**Records for this exercise**
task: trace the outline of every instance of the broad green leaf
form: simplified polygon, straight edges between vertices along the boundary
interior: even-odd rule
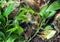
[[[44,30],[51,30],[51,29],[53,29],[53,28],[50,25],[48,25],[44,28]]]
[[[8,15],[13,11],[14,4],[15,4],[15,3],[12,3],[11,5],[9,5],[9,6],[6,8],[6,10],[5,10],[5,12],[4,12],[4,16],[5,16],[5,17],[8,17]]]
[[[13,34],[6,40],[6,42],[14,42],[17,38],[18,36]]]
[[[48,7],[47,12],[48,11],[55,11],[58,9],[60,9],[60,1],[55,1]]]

* * *

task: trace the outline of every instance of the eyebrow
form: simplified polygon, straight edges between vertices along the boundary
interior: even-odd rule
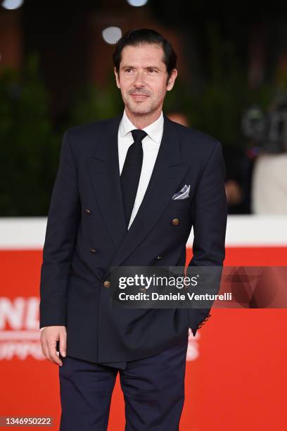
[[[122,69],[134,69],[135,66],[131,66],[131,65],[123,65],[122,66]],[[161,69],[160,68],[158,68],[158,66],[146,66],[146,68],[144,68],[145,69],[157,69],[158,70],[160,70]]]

---

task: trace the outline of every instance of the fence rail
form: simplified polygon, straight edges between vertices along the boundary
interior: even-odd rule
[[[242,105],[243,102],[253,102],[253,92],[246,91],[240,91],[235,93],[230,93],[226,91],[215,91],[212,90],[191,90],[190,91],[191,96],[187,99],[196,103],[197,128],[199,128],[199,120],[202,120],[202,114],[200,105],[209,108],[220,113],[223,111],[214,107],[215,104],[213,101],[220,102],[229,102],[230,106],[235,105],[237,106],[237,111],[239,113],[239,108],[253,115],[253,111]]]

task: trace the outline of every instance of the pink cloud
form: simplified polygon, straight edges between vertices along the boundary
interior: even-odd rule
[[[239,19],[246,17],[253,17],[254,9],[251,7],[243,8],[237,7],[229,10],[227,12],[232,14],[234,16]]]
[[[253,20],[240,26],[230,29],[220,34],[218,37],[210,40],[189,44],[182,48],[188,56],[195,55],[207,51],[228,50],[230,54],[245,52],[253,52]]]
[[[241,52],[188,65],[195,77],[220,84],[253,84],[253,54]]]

**Short exercise**
Rewrite everything in the listing from the line containing "task: trace the outline of every instance of the pink" down to the line containing "[[[241,52],[188,65],[195,77],[220,84],[253,84],[253,54]]]" as a Markdown table with the columns Row and Line, skipping any blank lines.

**Reply to the task**
| Row | Line |
|---|---|
| 1 | task: trace the outline of every instance of the pink cloud |
| 2 | form: simplified polygon, straight edges between vertices along the boundary |
| 3 | interior: even-odd rule |
| 4 | [[[239,19],[246,17],[253,17],[254,9],[251,7],[243,8],[237,7],[229,10],[227,12],[232,14],[234,16]]] |
| 5 | [[[253,20],[240,26],[230,29],[220,34],[218,37],[210,40],[189,44],[182,48],[188,56],[195,55],[207,51],[228,50],[230,54],[245,52],[253,52]]] |
| 6 | [[[241,52],[188,65],[195,77],[220,84],[253,84],[253,54]]] |